## Source document
Checking in before Game 2 of the Bay Bridge Series. …

I have a feeling we’ll get some news on Brandon McCarthy after the game, and I’m not expecting it to be positive for A’s fans. McCarthy only stayed on the field a short time during BP before having a chat with manager Bob Melvin and going inside. The indications I’m getting are that he might be scratched from Sunday’s start. The A’s haven’t announced anything, but we know that McCarthy’s nagging shoulder issues are something he’ll deal with all season. And it’s unlikely he’s going to pitch on a normal five-day cycle. It’s really too bad for the guy, because he’s been so dialed in when he’s healthy enough to take the mound. We’ll get more after the game on him. … Follow me at twitter.com/joestiglich for all the updates …

–Before any of this surfaced, I talked to McCarthy in the clubhouse about the pine tar controversy involving Rays reliever Joel Peralta, who was ejected from a game recently when umpires found pine tar on his glove. In the aftermath, Indians closer Chris Perez said that one or two pitchers on every team could be busted for having some sort of foreign substance on their gloves.

(Items from a labeling collection)
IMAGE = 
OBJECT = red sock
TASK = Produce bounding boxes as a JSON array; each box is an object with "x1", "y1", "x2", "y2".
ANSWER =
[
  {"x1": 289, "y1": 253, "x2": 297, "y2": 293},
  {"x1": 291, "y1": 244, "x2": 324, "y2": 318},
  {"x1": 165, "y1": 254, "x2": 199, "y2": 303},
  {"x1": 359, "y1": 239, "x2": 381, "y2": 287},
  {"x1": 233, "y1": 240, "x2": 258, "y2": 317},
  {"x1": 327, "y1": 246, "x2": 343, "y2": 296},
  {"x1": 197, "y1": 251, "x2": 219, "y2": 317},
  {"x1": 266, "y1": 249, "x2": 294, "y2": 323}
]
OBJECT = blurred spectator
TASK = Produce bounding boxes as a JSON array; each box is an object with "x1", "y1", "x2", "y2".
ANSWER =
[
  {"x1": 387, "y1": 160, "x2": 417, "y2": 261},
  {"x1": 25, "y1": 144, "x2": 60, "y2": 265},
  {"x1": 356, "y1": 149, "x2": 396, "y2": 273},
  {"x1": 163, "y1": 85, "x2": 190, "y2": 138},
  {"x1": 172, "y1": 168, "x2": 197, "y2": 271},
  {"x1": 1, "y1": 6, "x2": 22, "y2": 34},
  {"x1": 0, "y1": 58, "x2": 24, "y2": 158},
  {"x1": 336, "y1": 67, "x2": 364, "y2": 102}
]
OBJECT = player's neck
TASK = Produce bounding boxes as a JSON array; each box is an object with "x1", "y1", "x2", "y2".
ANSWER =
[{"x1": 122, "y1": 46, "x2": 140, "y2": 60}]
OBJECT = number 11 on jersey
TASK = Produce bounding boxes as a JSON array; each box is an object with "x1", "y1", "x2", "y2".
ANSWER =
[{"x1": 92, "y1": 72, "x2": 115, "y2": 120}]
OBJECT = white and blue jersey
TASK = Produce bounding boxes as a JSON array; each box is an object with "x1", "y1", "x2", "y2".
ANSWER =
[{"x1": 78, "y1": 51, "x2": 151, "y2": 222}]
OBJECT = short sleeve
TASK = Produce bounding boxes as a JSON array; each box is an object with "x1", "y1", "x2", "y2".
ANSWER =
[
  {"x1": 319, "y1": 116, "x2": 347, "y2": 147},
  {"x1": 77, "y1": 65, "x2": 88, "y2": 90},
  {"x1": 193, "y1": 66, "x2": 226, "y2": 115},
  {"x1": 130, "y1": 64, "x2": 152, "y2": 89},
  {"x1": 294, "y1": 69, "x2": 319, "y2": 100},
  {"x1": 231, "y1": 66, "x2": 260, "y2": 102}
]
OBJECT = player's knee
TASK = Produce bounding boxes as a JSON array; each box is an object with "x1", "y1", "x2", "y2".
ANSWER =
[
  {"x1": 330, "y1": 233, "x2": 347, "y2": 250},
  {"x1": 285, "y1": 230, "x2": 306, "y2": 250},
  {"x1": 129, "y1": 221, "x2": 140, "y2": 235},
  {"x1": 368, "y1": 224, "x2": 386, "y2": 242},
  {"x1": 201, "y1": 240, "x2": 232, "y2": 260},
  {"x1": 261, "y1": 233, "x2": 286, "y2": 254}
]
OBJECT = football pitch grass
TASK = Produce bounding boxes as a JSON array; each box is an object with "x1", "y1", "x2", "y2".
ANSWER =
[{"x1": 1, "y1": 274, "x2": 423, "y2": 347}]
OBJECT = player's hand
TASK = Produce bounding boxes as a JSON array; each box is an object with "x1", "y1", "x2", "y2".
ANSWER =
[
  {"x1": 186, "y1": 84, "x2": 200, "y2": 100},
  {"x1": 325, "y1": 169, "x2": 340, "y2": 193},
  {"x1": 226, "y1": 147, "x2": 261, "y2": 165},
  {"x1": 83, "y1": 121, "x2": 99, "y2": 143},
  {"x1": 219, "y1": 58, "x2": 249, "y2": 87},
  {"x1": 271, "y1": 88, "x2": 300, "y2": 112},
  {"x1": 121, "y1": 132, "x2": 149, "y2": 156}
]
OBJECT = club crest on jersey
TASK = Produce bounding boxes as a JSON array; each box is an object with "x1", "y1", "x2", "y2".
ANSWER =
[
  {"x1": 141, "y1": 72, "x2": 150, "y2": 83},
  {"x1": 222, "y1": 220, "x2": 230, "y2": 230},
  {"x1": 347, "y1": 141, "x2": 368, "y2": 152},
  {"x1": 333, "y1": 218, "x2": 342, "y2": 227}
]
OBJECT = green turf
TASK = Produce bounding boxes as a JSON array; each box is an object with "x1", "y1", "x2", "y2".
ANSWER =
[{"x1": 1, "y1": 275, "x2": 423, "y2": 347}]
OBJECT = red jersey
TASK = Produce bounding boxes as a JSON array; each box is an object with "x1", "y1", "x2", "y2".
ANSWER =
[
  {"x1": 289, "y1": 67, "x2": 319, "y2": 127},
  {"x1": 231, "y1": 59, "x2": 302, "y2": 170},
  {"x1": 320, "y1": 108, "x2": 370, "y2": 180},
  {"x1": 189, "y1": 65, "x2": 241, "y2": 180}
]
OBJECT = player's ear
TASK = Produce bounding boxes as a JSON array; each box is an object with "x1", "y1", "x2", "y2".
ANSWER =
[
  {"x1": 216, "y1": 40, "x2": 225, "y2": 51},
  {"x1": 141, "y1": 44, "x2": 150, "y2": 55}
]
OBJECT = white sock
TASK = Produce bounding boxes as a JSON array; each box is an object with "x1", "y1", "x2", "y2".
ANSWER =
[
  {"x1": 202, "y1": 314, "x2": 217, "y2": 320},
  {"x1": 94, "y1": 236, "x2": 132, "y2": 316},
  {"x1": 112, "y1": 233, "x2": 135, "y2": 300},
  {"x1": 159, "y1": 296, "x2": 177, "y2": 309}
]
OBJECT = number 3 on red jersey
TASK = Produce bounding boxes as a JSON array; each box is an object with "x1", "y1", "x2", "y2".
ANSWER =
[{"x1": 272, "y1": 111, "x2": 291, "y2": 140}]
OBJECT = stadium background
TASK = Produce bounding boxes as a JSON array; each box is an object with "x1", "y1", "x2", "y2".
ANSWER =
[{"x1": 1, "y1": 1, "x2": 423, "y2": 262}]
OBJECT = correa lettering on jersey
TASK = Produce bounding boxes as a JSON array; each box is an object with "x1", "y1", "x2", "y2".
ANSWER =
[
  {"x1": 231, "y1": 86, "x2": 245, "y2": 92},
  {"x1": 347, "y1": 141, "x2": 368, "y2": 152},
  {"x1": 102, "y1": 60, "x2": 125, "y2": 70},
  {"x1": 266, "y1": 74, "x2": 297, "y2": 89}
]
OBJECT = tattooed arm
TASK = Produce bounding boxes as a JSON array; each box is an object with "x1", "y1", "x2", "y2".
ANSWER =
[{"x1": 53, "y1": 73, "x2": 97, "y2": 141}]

## What to do
1. In the Bay Bridge Series notes, what did umpires find that got Joel Peralta ejected?
2. Write the next part of the Bay Bridge Series notes, picking up after their final sentence.
The data stand apart from the Bay Bridge Series notes and are separate material.

## Task answers
1. Pine tar on his glove.

2.
“I would say the assessment of that is probably right on,” McCarthy said. He added that he has never used pine tar himself and doesn’t have much knowledge about its effects. But he said pitchers look to use substances such as pine tar out of necessity to get a better grip on the ball. All baseballs used in major league games get rubbed up with a mud-like substance beforehand, which is meant to improve their grip. But McCarthy said baseballs end up feeling like “a cue ball covered in flour.”

Asked in general about pitchers using substances on the ball, McCarthy said: “If most people went out and felt major league baseballs after they’re rubbed up, they’re close to unthrowable. They’re dusty and slippery. I think there’s a level of acceptability before it gets to, ‘Now you’re trying to do something different. You’re not doing this to get a feel of the ball any more, you’re doing this to (get an advantage).’ It’s a slippery slope and one that you really can’t define.”